> [Work instructions]: Pick out and copy every line in the rows below that contains the word "wooden". Case counts.

> [Dataset rows]:
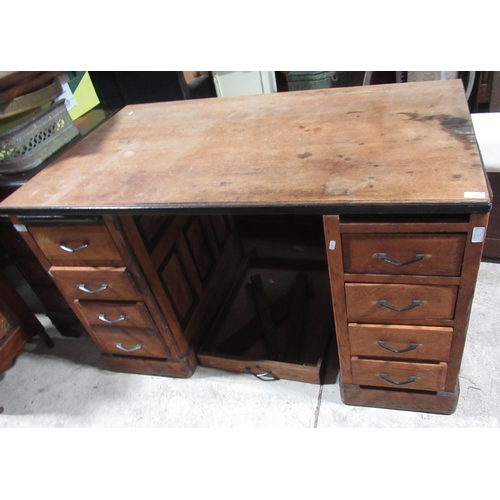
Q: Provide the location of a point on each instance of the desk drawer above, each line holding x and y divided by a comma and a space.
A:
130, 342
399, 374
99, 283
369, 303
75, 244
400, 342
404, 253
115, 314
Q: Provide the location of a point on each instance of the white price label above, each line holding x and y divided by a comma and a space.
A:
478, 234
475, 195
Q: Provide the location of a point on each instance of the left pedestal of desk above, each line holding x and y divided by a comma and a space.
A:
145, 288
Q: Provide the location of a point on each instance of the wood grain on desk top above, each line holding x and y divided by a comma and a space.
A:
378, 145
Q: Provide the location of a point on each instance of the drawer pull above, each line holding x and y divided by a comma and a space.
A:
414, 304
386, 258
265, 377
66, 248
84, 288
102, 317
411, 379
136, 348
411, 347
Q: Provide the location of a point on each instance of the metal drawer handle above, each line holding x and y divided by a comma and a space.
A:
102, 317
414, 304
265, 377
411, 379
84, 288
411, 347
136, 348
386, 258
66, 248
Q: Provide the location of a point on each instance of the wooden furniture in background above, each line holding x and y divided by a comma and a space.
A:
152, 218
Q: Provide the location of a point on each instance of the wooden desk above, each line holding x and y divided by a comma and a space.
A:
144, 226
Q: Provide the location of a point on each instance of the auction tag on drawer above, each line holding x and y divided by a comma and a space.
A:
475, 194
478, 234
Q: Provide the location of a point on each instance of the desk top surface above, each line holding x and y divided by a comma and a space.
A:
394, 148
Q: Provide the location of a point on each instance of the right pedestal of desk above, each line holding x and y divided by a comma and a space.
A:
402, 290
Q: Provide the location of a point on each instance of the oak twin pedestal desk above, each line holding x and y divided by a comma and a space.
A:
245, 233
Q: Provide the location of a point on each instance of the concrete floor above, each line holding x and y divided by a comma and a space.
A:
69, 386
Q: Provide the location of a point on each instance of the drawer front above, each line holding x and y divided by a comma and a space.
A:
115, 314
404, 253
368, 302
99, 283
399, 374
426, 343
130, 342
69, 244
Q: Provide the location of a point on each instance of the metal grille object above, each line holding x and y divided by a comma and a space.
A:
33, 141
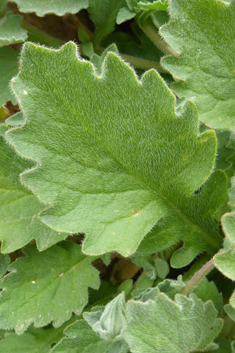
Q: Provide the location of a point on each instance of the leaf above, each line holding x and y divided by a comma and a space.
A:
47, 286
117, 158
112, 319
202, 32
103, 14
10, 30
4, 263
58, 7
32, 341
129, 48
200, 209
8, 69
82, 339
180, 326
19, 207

---

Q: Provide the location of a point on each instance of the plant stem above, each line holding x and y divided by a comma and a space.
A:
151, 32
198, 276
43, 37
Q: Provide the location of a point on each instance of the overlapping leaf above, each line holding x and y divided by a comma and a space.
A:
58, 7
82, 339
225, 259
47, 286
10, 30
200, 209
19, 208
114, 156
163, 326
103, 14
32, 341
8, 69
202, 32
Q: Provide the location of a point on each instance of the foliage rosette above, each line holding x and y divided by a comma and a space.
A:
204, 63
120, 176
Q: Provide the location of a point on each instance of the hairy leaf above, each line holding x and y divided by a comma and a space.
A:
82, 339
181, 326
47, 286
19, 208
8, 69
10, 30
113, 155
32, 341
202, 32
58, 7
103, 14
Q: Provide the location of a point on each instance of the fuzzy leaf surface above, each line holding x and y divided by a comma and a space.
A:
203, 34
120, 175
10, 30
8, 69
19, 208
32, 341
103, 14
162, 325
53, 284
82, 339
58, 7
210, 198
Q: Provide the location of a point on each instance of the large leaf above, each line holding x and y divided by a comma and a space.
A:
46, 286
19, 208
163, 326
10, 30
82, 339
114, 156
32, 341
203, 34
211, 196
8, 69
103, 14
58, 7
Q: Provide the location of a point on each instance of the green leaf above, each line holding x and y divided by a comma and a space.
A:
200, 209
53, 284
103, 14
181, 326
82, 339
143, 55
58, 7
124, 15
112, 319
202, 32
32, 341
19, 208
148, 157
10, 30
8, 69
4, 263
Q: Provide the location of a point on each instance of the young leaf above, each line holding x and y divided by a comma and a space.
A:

> [Full response]:
Q: Provide the location of a point on each instance of the wooden furniture in background above, each line holding x and y divided by a comma and a space.
Q: Provide the location of a point on each instance of the wooden desk above, each line holding x and y divided by a comma and a space.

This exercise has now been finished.